*What to produce*
Copy every line of the items below word for word, and leave the pictures out of your copy.

*Data entries*
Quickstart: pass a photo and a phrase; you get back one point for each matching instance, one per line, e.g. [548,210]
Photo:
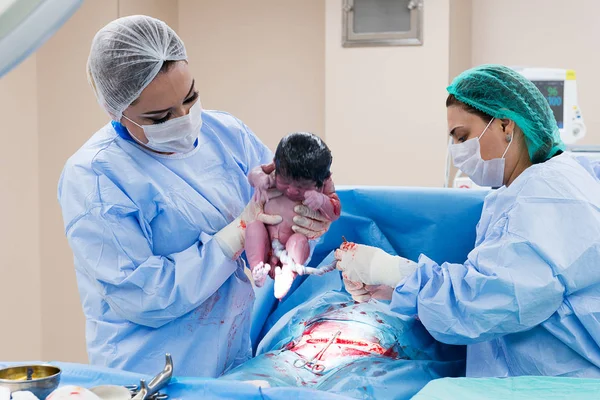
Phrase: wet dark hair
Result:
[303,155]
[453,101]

*Full output*
Quickstart: pass a photo and a phrase; you get back one point for each matching instance, one per line, e.g. [548,210]
Photo:
Phrase: wet dark hair
Result:
[303,155]
[453,101]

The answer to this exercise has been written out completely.